Write out again only the lines between the one with "the car windshield." and the end of the records below, both ends counted, and don't include the pictures.

▶ Stored records
= = = = =

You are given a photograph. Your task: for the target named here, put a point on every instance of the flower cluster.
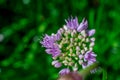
(72, 46)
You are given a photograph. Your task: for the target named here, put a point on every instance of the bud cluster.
(72, 46)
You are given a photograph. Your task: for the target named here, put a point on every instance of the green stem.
(87, 70)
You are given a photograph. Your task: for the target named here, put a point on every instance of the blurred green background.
(23, 23)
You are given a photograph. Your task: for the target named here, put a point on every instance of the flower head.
(72, 46)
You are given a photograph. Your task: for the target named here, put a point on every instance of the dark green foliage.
(24, 22)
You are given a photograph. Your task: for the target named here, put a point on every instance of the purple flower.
(91, 32)
(47, 41)
(72, 23)
(64, 71)
(69, 46)
(83, 25)
(55, 51)
(56, 64)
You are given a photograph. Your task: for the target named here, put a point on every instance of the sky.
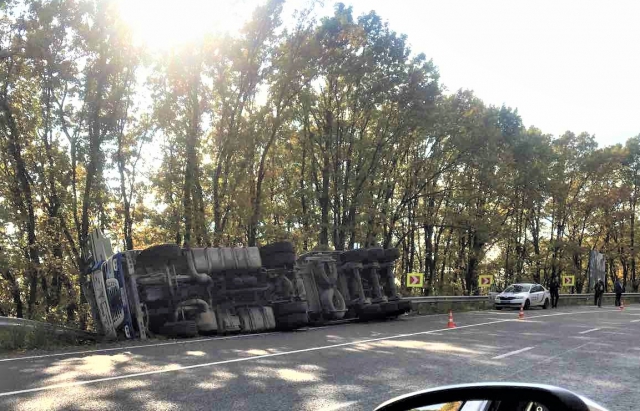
(565, 65)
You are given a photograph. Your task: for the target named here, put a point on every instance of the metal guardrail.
(54, 328)
(468, 298)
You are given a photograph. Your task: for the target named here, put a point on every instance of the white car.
(525, 295)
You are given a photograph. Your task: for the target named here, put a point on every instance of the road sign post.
(485, 281)
(568, 280)
(415, 280)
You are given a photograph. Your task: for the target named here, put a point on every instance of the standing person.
(554, 288)
(599, 290)
(618, 288)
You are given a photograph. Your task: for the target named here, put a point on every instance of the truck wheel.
(279, 260)
(354, 255)
(182, 329)
(292, 321)
(279, 247)
(322, 277)
(294, 307)
(333, 302)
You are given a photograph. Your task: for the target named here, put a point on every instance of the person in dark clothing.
(618, 288)
(599, 291)
(554, 288)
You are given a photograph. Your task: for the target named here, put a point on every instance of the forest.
(329, 132)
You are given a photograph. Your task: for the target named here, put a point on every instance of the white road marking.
(134, 347)
(509, 354)
(340, 406)
(258, 357)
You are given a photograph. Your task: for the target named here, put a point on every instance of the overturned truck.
(184, 292)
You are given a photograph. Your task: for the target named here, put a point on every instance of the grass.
(29, 337)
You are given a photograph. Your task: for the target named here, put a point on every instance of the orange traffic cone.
(451, 324)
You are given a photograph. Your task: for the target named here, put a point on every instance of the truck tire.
(158, 253)
(294, 307)
(279, 260)
(182, 329)
(354, 255)
(245, 320)
(333, 302)
(322, 277)
(292, 321)
(391, 254)
(278, 247)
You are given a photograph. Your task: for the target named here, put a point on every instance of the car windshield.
(518, 288)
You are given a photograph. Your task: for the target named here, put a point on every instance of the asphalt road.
(591, 351)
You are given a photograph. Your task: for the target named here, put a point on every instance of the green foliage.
(331, 133)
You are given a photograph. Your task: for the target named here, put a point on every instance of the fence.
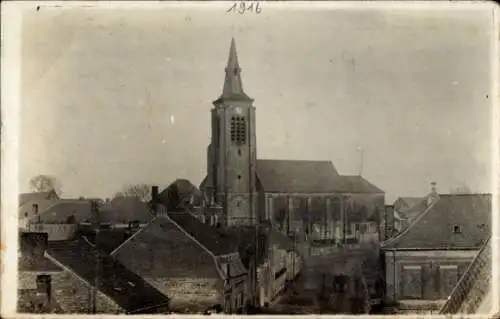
(466, 297)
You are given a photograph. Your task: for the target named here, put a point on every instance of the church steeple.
(233, 87)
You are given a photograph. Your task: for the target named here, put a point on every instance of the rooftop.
(455, 221)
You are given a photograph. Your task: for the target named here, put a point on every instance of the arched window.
(238, 130)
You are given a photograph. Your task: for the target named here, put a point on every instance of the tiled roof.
(32, 247)
(64, 209)
(26, 197)
(434, 229)
(161, 250)
(123, 286)
(413, 211)
(210, 237)
(409, 201)
(474, 285)
(109, 239)
(125, 209)
(355, 184)
(291, 176)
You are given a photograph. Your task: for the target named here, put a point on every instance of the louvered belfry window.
(238, 129)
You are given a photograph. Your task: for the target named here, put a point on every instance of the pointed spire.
(233, 87)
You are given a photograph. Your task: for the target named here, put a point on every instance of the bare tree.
(141, 191)
(45, 183)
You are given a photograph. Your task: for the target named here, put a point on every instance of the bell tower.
(232, 152)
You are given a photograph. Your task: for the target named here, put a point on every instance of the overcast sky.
(111, 97)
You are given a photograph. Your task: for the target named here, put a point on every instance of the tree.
(180, 194)
(45, 183)
(141, 191)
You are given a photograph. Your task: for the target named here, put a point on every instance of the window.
(238, 130)
(448, 279)
(412, 281)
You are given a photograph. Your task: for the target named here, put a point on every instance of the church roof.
(434, 228)
(233, 86)
(292, 176)
(355, 184)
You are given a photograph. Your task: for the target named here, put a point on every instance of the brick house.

= = = = =

▶ Response to this task
You are given a photograph. Your task: for the target named here, put a point on every instance of the car windshield.
(518, 288)
You are given a photograph. Your task: for the target named here, put a point on every instance of the asphalt road.
(591, 351)
You are given a photograph. Your task: for the target named here, put a point on every instance of the green foliage.
(331, 133)
You are given a photograph. Your task: for the target named here, put a point on every instance of the fence.
(466, 297)
You are given a photograph. Your task: for the target named here, put a point on every instance of the church steeple.
(233, 87)
You are given a photograph. Your task: for the target named here, put a point on every instance of the rooftop.
(455, 221)
You are given a photograph. Your task: for the target named here, put a point on every instance of the arched window.
(238, 130)
You are given a photograph. Your task: for the target named here, put a point on every instance of the tiled roof.
(32, 247)
(64, 209)
(26, 197)
(434, 229)
(161, 250)
(123, 286)
(413, 211)
(210, 237)
(409, 201)
(474, 285)
(109, 239)
(125, 209)
(355, 184)
(291, 176)
You are given a photograph. Your task: for the target named here, put a point on every instance of the louvered belfry window.
(238, 129)
You are given a photograph. Your task: for the target named here, put a point on every instance of the pointed spire.
(233, 87)
You are given a photograph. Your task: for the target named here, put a point on every instance of the bare tree.
(141, 191)
(45, 183)
You are given a photograph. Your task: for the target named here, put a point on every instance of the bell tower.
(232, 152)
You are given a photograph. Your task: for the target named here, put a point on every instance of the overcast sky.
(111, 97)
You are given a photograph. Your task: for the target named here, put a point on every instance of the tree.
(180, 194)
(45, 183)
(141, 191)
You are given a photograph. Your task: for the target named here, put a point on every instance of the window.
(238, 130)
(448, 279)
(412, 281)
You are given a photograph. Your task: for the target named here, put a point on every instance of the church roof.
(434, 228)
(233, 86)
(292, 176)
(355, 184)
You are given a photograph. Your task: for the target named here, put a point on every instance of the brick house.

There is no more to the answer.